The surging popularity of all things related to spelling bees has forced me to revisit a painful episode in my past, when I came in a shameful 16th place in the Philadelphia city-wide spelling bee of 1978.
The annual Bee was sponsored by the Philadelphia Evening Bulletin, which proudly carried the tagline, "Nearly Everyone Reads the Bulletin." But not everyone read the Bulletin, as the newspaper went out of business four years later, leaving nearly everyone to read the Philadelphia Inquirer. This may have been due in part to the fact that they blew a lot of money sponsoring spelling bees for pimple-addled junior high schoolers.
But I digress.
So I was thinking about all of the bee-craziness in our culture today: books and movies such as Akeelah and the Bee, Spellbound, Bee Season, The Secret Life of Bees... oh wait; that one wasn't about spelling bees. And I remembered that I was all about the Bee before anyone ever thought to make a movie or write a book about it.
So I dug this out of the vault:
Some faces have been obscured to protect the innocent. The man on the left, however was the moderator who tripped me up with the word "planxty," so he gets to have his picture posted on my blog.
It was a big day. I washed my hair three times, with Herbal Essence Shampoo (or was it Faberge Organic? Or Earth Born?) and put on Maybelline mascara. I wore a skirt, for God's sake. I wore my fabulous, reversible blue/silver baseball jacket. And since this was a special occasion, I wore it silver side out. And I went on to shame my school, by mispelling planxty [\Planx"ty\, n. [Cf. L. plangere to mourn aloud.] (Mus.) An Irish or Welsh melody for the harp, sometimes of a mournful character.] I have not had occasion to use the word planxty in the 28 years since.
All I got to show for my humiliation that day was a copy of Merriam-Webster's Collegiate® Dictionary, a silly enamel pin with a bee on it, and this photo. I still have all three, although I don't know exactly where that enamel pin is.

● ● ● ●

TO BE DONE »
**a)** In the spelling bee post, which word did the writer misspell?
**b)** Please write what comes next in the spelling bee post, picking up after its last sentence.

● ● ● ●

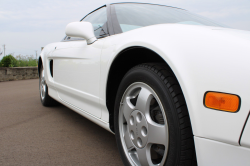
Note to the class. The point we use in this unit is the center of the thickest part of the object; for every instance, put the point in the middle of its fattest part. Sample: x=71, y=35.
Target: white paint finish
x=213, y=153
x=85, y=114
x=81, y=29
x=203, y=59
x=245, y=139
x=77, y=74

● ● ● ●

ANSWERS PROVIDED »
**a)** The word "planxty."

**b)**
Disclaimer: I don't look anything like that anymore
Oh, Ellen, Ellen, Ellen, you couldn't spell it then, and you can't spell it now (last sentence of the third-to-last paragraph).
: o )
But today we'll just chalk it up to a typo.
Posted by: Beth | August 25, 2006 at 11:30 PM
Beth, oh dear. I have fixed the typo. Thank you!
Posted by: Ellen | August 26, 2006 at 12:12 PM
PLANXTY? Holy crap. P.S. You forgot about the Tickle deodorant.
Posted by: Karen | August 26, 2006 at 02:06 PM
Are you telling us that you no longer wear the silver jacket? That saddens me greatly ... excuse me while I play a planxty.
Posted by: Bill | August 26, 2006 at 08:35 PM
Oh - my - God. That is hysterical. I learn somethng new about you every day. And for the record, I had the same hair style as you -- but never would I be seen in a silver, shiny jacket. Not ever.
Posted by: Janine | August 28, 2006 at 08:50 AM
That is the best picture ever. Did they hang a sign around your neck? Did you use Long & Silky after shampooing three times? Incidentally, my work dictionary (admittedly paperback, but a Webster's) doesn't have planxty in it. I'd sue.
Posted by: Lee Anne | August 28, 2006 at 02:36 PM
this must run in the family. (I was in regionals in 8th grade).
At least you got a friggin' dictionary.
Posted by: miye | August 29, 2006 at 12:35 AM
Spelling bees. Sigh. I can so relate though I still haven't had the heart to write about the time I was ROBBED of my chance to go to the National Spelling Bee. I'm still a good speller, though--they can't take that away from me, at least.
Great story, as always, and glad to see you're back posting more again!
Posted by: Alison Rose | September 04, 2006 at 02:36 PM
You should sue.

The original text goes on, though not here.